Input material:
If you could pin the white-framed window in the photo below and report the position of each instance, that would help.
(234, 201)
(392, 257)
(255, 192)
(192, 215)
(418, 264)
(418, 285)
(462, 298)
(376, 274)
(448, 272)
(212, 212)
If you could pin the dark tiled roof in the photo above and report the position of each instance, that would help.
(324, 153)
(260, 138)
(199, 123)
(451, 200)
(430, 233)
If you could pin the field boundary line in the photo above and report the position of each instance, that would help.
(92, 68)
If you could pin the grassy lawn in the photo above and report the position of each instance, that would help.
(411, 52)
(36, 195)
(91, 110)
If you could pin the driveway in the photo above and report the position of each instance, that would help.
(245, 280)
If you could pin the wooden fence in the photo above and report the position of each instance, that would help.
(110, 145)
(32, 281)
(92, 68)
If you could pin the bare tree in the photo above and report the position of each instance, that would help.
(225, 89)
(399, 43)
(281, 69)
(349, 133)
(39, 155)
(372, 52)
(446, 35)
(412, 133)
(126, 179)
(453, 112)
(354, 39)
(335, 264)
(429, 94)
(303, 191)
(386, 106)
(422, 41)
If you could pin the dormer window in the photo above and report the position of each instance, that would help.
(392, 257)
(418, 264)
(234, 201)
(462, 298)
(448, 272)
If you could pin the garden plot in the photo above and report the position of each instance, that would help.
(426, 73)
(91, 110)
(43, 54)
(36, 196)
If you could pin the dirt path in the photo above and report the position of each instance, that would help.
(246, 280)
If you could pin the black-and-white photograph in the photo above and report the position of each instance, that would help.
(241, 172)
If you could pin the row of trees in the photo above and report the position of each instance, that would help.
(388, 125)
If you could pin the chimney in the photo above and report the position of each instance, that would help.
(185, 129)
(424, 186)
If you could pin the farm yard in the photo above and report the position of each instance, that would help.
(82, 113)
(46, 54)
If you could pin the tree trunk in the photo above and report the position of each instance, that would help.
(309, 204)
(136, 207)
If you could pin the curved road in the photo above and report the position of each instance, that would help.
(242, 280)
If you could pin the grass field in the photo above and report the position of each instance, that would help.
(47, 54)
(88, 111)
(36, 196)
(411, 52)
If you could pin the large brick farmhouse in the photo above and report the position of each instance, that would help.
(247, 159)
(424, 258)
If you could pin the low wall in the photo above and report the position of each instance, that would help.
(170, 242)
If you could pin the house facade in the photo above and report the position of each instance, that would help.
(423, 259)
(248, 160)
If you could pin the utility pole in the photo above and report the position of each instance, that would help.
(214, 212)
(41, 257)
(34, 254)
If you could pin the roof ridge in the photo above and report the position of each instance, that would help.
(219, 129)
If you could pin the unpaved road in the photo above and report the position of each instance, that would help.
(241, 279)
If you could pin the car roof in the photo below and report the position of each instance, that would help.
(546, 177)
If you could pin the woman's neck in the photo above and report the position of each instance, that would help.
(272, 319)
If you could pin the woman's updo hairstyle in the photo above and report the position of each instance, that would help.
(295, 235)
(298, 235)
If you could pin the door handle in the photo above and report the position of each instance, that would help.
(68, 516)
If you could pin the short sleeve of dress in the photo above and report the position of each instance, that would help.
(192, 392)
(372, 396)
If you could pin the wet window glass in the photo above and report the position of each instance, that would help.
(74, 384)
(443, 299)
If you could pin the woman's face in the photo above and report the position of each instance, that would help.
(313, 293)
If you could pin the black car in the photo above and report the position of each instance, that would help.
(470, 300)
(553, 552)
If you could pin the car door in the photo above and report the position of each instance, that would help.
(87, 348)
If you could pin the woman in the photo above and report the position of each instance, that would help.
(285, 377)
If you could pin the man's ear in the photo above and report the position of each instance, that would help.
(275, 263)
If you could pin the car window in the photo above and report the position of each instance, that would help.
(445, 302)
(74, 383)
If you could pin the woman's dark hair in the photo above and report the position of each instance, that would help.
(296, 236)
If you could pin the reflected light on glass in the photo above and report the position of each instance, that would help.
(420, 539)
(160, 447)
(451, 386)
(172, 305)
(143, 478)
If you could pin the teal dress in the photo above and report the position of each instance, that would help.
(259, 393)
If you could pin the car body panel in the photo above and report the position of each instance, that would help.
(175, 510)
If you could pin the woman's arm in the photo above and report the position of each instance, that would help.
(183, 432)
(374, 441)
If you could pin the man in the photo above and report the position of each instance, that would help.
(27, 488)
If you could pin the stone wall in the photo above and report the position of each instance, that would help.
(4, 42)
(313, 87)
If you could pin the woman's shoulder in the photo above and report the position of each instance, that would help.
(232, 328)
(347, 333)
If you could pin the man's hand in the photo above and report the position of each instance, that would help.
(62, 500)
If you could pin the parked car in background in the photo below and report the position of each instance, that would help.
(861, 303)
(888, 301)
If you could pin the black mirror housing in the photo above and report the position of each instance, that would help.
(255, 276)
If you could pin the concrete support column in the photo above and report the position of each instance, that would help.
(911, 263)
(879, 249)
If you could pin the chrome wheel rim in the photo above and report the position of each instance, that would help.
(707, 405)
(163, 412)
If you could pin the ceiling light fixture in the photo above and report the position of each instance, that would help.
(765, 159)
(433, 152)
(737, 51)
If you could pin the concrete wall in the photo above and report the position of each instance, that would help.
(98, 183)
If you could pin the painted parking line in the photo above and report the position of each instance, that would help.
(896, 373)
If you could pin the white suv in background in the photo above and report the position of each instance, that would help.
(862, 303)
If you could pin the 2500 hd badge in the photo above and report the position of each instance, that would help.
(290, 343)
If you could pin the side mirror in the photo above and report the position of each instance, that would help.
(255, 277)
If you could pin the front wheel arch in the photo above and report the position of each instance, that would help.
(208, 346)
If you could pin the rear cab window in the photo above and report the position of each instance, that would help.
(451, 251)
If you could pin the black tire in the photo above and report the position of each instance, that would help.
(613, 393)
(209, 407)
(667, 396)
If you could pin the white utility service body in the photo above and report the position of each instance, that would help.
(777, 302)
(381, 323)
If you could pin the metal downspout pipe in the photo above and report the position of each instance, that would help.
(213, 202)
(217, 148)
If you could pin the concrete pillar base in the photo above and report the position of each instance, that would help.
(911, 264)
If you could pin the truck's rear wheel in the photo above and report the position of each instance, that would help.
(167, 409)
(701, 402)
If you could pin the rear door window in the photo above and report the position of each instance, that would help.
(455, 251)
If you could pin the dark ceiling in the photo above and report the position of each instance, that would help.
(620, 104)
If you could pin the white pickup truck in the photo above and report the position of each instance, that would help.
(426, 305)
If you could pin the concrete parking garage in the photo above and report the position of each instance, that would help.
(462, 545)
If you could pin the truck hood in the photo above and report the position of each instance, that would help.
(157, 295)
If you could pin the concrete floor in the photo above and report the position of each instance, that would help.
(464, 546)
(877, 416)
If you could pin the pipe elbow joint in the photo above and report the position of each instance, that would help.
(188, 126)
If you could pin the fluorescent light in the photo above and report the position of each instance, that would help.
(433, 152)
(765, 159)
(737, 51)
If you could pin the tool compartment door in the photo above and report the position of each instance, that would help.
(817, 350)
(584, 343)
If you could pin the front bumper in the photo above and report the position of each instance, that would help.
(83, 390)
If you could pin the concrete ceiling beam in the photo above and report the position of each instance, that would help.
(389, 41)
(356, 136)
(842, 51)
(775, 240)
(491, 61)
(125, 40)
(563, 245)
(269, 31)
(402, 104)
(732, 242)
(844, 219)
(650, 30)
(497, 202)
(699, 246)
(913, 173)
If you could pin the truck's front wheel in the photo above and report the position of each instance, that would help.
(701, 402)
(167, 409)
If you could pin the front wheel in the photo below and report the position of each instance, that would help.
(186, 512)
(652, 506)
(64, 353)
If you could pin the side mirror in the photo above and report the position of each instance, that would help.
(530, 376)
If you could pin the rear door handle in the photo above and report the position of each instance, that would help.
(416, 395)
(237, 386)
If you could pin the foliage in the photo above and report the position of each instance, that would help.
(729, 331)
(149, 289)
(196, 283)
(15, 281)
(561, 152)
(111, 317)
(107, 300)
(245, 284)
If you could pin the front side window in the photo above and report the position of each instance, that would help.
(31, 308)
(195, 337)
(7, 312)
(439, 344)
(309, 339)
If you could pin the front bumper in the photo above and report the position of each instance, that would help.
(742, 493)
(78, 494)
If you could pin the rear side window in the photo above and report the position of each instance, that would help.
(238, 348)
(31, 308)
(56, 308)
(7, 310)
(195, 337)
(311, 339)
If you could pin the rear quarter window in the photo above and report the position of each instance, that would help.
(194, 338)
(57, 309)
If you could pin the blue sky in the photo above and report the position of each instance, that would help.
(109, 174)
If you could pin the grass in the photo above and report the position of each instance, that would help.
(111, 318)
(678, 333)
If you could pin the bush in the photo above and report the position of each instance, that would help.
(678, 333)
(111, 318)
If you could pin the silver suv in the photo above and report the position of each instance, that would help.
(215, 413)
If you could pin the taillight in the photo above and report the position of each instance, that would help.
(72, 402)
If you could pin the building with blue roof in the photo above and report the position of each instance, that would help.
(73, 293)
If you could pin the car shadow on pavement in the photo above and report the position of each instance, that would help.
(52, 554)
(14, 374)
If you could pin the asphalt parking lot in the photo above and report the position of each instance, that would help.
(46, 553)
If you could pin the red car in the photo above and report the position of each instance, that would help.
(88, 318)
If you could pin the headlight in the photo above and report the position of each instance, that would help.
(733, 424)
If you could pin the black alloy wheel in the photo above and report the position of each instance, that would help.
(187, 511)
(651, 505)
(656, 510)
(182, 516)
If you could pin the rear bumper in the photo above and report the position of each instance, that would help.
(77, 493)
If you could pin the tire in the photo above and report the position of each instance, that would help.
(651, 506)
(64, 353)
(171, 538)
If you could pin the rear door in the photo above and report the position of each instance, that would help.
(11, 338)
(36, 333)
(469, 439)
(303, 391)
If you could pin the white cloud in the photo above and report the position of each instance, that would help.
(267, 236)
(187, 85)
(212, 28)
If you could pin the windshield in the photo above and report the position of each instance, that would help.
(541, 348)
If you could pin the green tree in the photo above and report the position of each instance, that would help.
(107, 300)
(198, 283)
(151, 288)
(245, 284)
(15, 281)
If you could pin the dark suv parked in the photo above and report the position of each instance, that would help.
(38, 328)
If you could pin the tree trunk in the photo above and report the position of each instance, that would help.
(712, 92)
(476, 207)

Objective: Arrange everything in the listing from the line containing "If you could pin the windshield" down to its final line as a JSON list of strings, one string per line, with blank lines omitted.

Answer in full:
[
  "If you could pin the windshield in the photo above and report the position of each instance, that would help.",
  "(541, 348)",
  "If you could pin the green tree in the photo above and report the position of each instance, that would help.",
  "(107, 300)",
  "(198, 283)",
  "(151, 288)",
  "(245, 284)",
  "(15, 281)",
  "If you could pin the dark suv parked in the photo above and report the position of each instance, that would help.",
  "(38, 328)",
  "If you could pin the tree trunk in the photo above and report the position of each instance, that would help.",
  "(712, 92)",
  "(476, 207)"
]